── THE RECORDS ──

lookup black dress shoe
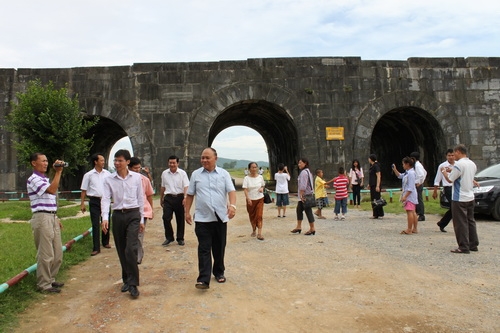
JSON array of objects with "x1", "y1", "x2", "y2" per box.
[
  {"x1": 178, "y1": 240, "x2": 185, "y2": 246},
  {"x1": 121, "y1": 283, "x2": 130, "y2": 292},
  {"x1": 418, "y1": 216, "x2": 425, "y2": 221},
  {"x1": 129, "y1": 285, "x2": 140, "y2": 298},
  {"x1": 52, "y1": 282, "x2": 64, "y2": 288},
  {"x1": 162, "y1": 240, "x2": 173, "y2": 246},
  {"x1": 470, "y1": 247, "x2": 478, "y2": 252},
  {"x1": 437, "y1": 223, "x2": 447, "y2": 232}
]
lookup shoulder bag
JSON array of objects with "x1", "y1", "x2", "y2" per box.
[{"x1": 303, "y1": 169, "x2": 316, "y2": 208}]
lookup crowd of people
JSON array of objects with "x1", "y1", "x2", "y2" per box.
[{"x1": 26, "y1": 144, "x2": 479, "y2": 297}]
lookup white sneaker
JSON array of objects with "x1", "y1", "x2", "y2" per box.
[
  {"x1": 340, "y1": 215, "x2": 345, "y2": 220},
  {"x1": 334, "y1": 216, "x2": 339, "y2": 221}
]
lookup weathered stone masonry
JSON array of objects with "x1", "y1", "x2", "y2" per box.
[{"x1": 0, "y1": 57, "x2": 499, "y2": 191}]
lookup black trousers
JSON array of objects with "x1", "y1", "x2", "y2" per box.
[
  {"x1": 296, "y1": 200, "x2": 315, "y2": 222},
  {"x1": 438, "y1": 186, "x2": 453, "y2": 228},
  {"x1": 352, "y1": 184, "x2": 362, "y2": 205},
  {"x1": 416, "y1": 184, "x2": 425, "y2": 217},
  {"x1": 370, "y1": 187, "x2": 384, "y2": 218},
  {"x1": 89, "y1": 196, "x2": 110, "y2": 251},
  {"x1": 162, "y1": 195, "x2": 185, "y2": 242},
  {"x1": 194, "y1": 219, "x2": 227, "y2": 285},
  {"x1": 112, "y1": 209, "x2": 140, "y2": 286}
]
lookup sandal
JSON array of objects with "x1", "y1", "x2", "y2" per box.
[
  {"x1": 257, "y1": 235, "x2": 264, "y2": 240},
  {"x1": 195, "y1": 281, "x2": 209, "y2": 289},
  {"x1": 400, "y1": 230, "x2": 411, "y2": 235},
  {"x1": 216, "y1": 275, "x2": 226, "y2": 283},
  {"x1": 251, "y1": 231, "x2": 256, "y2": 237},
  {"x1": 450, "y1": 248, "x2": 470, "y2": 254}
]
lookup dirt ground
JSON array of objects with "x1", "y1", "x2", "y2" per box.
[{"x1": 13, "y1": 186, "x2": 500, "y2": 333}]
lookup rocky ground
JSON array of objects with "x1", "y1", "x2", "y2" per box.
[{"x1": 12, "y1": 187, "x2": 500, "y2": 333}]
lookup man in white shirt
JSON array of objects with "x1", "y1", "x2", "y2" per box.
[
  {"x1": 410, "y1": 151, "x2": 427, "y2": 221},
  {"x1": 441, "y1": 144, "x2": 479, "y2": 254},
  {"x1": 80, "y1": 153, "x2": 111, "y2": 256},
  {"x1": 160, "y1": 155, "x2": 190, "y2": 246},
  {"x1": 432, "y1": 149, "x2": 454, "y2": 232},
  {"x1": 274, "y1": 163, "x2": 291, "y2": 218},
  {"x1": 101, "y1": 149, "x2": 144, "y2": 298}
]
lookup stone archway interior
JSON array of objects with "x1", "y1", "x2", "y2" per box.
[
  {"x1": 84, "y1": 116, "x2": 129, "y2": 165},
  {"x1": 65, "y1": 116, "x2": 129, "y2": 190},
  {"x1": 207, "y1": 100, "x2": 299, "y2": 189},
  {"x1": 371, "y1": 106, "x2": 445, "y2": 188}
]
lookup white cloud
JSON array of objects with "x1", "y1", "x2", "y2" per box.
[
  {"x1": 212, "y1": 127, "x2": 268, "y2": 161},
  {"x1": 2, "y1": 0, "x2": 499, "y2": 68}
]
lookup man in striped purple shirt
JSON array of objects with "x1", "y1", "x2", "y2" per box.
[{"x1": 27, "y1": 152, "x2": 65, "y2": 293}]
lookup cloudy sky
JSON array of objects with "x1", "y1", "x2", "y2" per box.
[{"x1": 3, "y1": 0, "x2": 499, "y2": 161}]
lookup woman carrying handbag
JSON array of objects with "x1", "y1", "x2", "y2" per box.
[{"x1": 291, "y1": 158, "x2": 316, "y2": 235}]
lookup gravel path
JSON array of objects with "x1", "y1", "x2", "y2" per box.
[{"x1": 14, "y1": 190, "x2": 500, "y2": 333}]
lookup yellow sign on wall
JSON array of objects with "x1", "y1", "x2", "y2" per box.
[{"x1": 326, "y1": 127, "x2": 344, "y2": 140}]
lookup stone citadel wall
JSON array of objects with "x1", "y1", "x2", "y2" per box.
[{"x1": 1, "y1": 57, "x2": 499, "y2": 191}]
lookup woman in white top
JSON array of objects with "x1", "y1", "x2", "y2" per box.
[
  {"x1": 243, "y1": 162, "x2": 266, "y2": 240},
  {"x1": 348, "y1": 159, "x2": 364, "y2": 208}
]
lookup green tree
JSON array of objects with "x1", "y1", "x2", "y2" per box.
[{"x1": 5, "y1": 79, "x2": 98, "y2": 172}]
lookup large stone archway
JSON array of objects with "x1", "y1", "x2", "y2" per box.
[
  {"x1": 2, "y1": 57, "x2": 499, "y2": 192},
  {"x1": 186, "y1": 83, "x2": 312, "y2": 190},
  {"x1": 354, "y1": 91, "x2": 463, "y2": 185}
]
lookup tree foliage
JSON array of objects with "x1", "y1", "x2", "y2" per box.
[{"x1": 5, "y1": 79, "x2": 98, "y2": 171}]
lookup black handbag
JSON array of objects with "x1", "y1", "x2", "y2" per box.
[
  {"x1": 302, "y1": 170, "x2": 316, "y2": 208},
  {"x1": 263, "y1": 190, "x2": 272, "y2": 204},
  {"x1": 371, "y1": 198, "x2": 387, "y2": 207},
  {"x1": 303, "y1": 193, "x2": 316, "y2": 208}
]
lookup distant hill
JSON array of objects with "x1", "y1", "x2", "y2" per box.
[{"x1": 218, "y1": 157, "x2": 268, "y2": 169}]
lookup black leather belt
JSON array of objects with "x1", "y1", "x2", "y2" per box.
[
  {"x1": 114, "y1": 207, "x2": 140, "y2": 213},
  {"x1": 166, "y1": 194, "x2": 184, "y2": 197},
  {"x1": 34, "y1": 210, "x2": 57, "y2": 214}
]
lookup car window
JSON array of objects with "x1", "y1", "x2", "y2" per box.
[{"x1": 475, "y1": 163, "x2": 500, "y2": 178}]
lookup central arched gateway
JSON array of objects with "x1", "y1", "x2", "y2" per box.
[
  {"x1": 186, "y1": 83, "x2": 312, "y2": 191},
  {"x1": 208, "y1": 100, "x2": 298, "y2": 177}
]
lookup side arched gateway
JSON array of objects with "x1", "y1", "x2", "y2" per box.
[{"x1": 354, "y1": 91, "x2": 463, "y2": 186}]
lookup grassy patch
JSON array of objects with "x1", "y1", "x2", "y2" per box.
[
  {"x1": 0, "y1": 200, "x2": 77, "y2": 221},
  {"x1": 263, "y1": 191, "x2": 445, "y2": 216},
  {"x1": 350, "y1": 192, "x2": 444, "y2": 215},
  {"x1": 227, "y1": 168, "x2": 246, "y2": 179},
  {"x1": 0, "y1": 202, "x2": 93, "y2": 332}
]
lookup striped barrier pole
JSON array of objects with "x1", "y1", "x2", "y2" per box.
[{"x1": 0, "y1": 227, "x2": 92, "y2": 294}]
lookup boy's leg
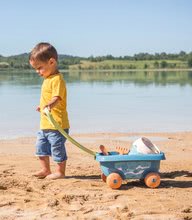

───

EXERCISE DIRECTIONS —
An exact copy of all entries is needed, with no pictures in it.

YOUR SOLUTION —
lookup black dress shoe
JSON array of objects with "x1", "y1", "x2", "y2" per box.
[
  {"x1": 178, "y1": 240, "x2": 185, "y2": 246},
  {"x1": 121, "y1": 283, "x2": 130, "y2": 292},
  {"x1": 418, "y1": 216, "x2": 425, "y2": 221},
  {"x1": 129, "y1": 285, "x2": 140, "y2": 298},
  {"x1": 52, "y1": 282, "x2": 64, "y2": 288},
  {"x1": 162, "y1": 240, "x2": 173, "y2": 246},
  {"x1": 470, "y1": 247, "x2": 478, "y2": 252},
  {"x1": 437, "y1": 223, "x2": 447, "y2": 232}
]
lookup shoulder bag
JSON array of objects with "x1", "y1", "x2", "y2" per box.
[{"x1": 303, "y1": 169, "x2": 316, "y2": 208}]
lookup crowd of people
JSON array of objects with "x1", "y1", "x2", "y2" per box.
[{"x1": 26, "y1": 144, "x2": 479, "y2": 297}]
lookup white sneaker
JSON array of objects with "x1", "y1", "x2", "y2" per box.
[
  {"x1": 340, "y1": 215, "x2": 345, "y2": 220},
  {"x1": 334, "y1": 216, "x2": 339, "y2": 221}
]
lookup weathered stone masonry
JSON array of objects with "x1", "y1", "x2", "y2" per box.
[{"x1": 0, "y1": 57, "x2": 499, "y2": 191}]
lookup black trousers
JSON array of objects with "x1", "y1", "x2", "y2" per box.
[
  {"x1": 296, "y1": 200, "x2": 315, "y2": 222},
  {"x1": 438, "y1": 186, "x2": 453, "y2": 228},
  {"x1": 352, "y1": 184, "x2": 362, "y2": 205},
  {"x1": 416, "y1": 184, "x2": 425, "y2": 217},
  {"x1": 370, "y1": 187, "x2": 384, "y2": 218},
  {"x1": 89, "y1": 196, "x2": 110, "y2": 251},
  {"x1": 162, "y1": 195, "x2": 185, "y2": 242},
  {"x1": 194, "y1": 219, "x2": 227, "y2": 285},
  {"x1": 112, "y1": 209, "x2": 140, "y2": 286}
]
lookup sandal
JSON array of objects with "x1", "y1", "x2", "y2" per box.
[
  {"x1": 257, "y1": 235, "x2": 264, "y2": 240},
  {"x1": 195, "y1": 281, "x2": 209, "y2": 289},
  {"x1": 400, "y1": 230, "x2": 411, "y2": 235},
  {"x1": 216, "y1": 275, "x2": 226, "y2": 283},
  {"x1": 251, "y1": 231, "x2": 256, "y2": 237},
  {"x1": 450, "y1": 248, "x2": 470, "y2": 254}
]
lookup dirt ground
JSON array of objects with "x1", "y1", "x2", "y2" per box.
[{"x1": 13, "y1": 186, "x2": 500, "y2": 333}]
lookup rocky ground
JSON array of objects with "x1", "y1", "x2", "y2" per box.
[{"x1": 12, "y1": 187, "x2": 500, "y2": 333}]
lookup man in white shirt
JSON array of objects with "x1", "y1", "x2", "y2" per box.
[
  {"x1": 410, "y1": 151, "x2": 427, "y2": 221},
  {"x1": 441, "y1": 144, "x2": 479, "y2": 254},
  {"x1": 80, "y1": 153, "x2": 111, "y2": 256},
  {"x1": 160, "y1": 155, "x2": 190, "y2": 246},
  {"x1": 432, "y1": 149, "x2": 454, "y2": 232},
  {"x1": 274, "y1": 163, "x2": 291, "y2": 218},
  {"x1": 101, "y1": 149, "x2": 144, "y2": 298}
]
lookup stone archway interior
JSON array of objects with "x1", "y1", "x2", "y2" per box.
[
  {"x1": 84, "y1": 116, "x2": 129, "y2": 165},
  {"x1": 65, "y1": 116, "x2": 129, "y2": 190},
  {"x1": 207, "y1": 100, "x2": 299, "y2": 189},
  {"x1": 371, "y1": 106, "x2": 445, "y2": 188}
]
lookup white cloud
JSON array of objects with "x1", "y1", "x2", "y2" per box.
[
  {"x1": 212, "y1": 127, "x2": 268, "y2": 161},
  {"x1": 2, "y1": 0, "x2": 499, "y2": 68}
]
lookup man in striped purple shirt
JSON array of objects with "x1", "y1", "x2", "y2" per box.
[{"x1": 27, "y1": 152, "x2": 65, "y2": 293}]
lookup cloudy sky
JSON array of objects with "x1", "y1", "x2", "y2" per box.
[{"x1": 3, "y1": 0, "x2": 499, "y2": 161}]
lookup woman carrying handbag
JSON array of objects with "x1", "y1", "x2", "y2" per box.
[{"x1": 291, "y1": 158, "x2": 316, "y2": 235}]
lookup gravel path
JSON array of objects with "x1", "y1", "x2", "y2" per box.
[{"x1": 14, "y1": 190, "x2": 500, "y2": 333}]
lookup yellow sign on wall
JSON array of objects with "x1", "y1", "x2", "y2" per box.
[{"x1": 326, "y1": 127, "x2": 344, "y2": 140}]
lookup stone citadel wall
JSON array of objects with "x1", "y1", "x2", "y2" per box.
[{"x1": 1, "y1": 57, "x2": 499, "y2": 191}]
lookup woman in white top
JSON array of objects with "x1", "y1", "x2", "y2" per box.
[
  {"x1": 243, "y1": 162, "x2": 266, "y2": 240},
  {"x1": 348, "y1": 159, "x2": 364, "y2": 208}
]
lookup green tree
JSON array of objects with "x1", "y1", "x2", "y2" per box.
[{"x1": 5, "y1": 79, "x2": 98, "y2": 172}]
lookup large stone archway
JSON array of objects with "x1", "y1", "x2", "y2" per box.
[
  {"x1": 2, "y1": 57, "x2": 499, "y2": 192},
  {"x1": 186, "y1": 83, "x2": 312, "y2": 190},
  {"x1": 354, "y1": 91, "x2": 463, "y2": 185}
]
lookup tree foliage
JSON array of objects with "x1", "y1", "x2", "y2" per box.
[{"x1": 5, "y1": 79, "x2": 98, "y2": 171}]
lookup black handbag
JSON array of objects with "x1", "y1", "x2", "y2" per box.
[
  {"x1": 302, "y1": 170, "x2": 316, "y2": 208},
  {"x1": 263, "y1": 190, "x2": 272, "y2": 204},
  {"x1": 371, "y1": 198, "x2": 387, "y2": 207},
  {"x1": 303, "y1": 193, "x2": 316, "y2": 208}
]
lookup distant hill
JSON array of objects with "x1", "y1", "x2", "y2" per box.
[{"x1": 218, "y1": 157, "x2": 268, "y2": 169}]
lookup black leather belt
JSON array of objects with "x1", "y1", "x2", "y2" per box.
[
  {"x1": 114, "y1": 207, "x2": 140, "y2": 213},
  {"x1": 166, "y1": 194, "x2": 184, "y2": 197},
  {"x1": 34, "y1": 210, "x2": 57, "y2": 214}
]
lookup car window
JSON array of objects with "x1", "y1", "x2", "y2" per box.
[{"x1": 475, "y1": 163, "x2": 500, "y2": 178}]
lookup central arched gateway
JSON array of objects with "x1", "y1", "x2", "y2" per box.
[
  {"x1": 186, "y1": 83, "x2": 312, "y2": 191},
  {"x1": 208, "y1": 100, "x2": 298, "y2": 177}
]
lookup side arched gateway
JSON array of objects with "x1", "y1", "x2", "y2" per box.
[{"x1": 354, "y1": 91, "x2": 463, "y2": 186}]
lookup grassy patch
JSON array of objects with "x1", "y1", "x2", "y2" per box.
[
  {"x1": 0, "y1": 200, "x2": 77, "y2": 221},
  {"x1": 263, "y1": 191, "x2": 445, "y2": 216},
  {"x1": 350, "y1": 192, "x2": 444, "y2": 215},
  {"x1": 227, "y1": 168, "x2": 246, "y2": 179},
  {"x1": 0, "y1": 202, "x2": 93, "y2": 332}
]
lookup striped barrier pole
JSON array of objects with "x1", "y1", "x2", "y2" per box.
[{"x1": 0, "y1": 227, "x2": 92, "y2": 294}]
lookup boy's leg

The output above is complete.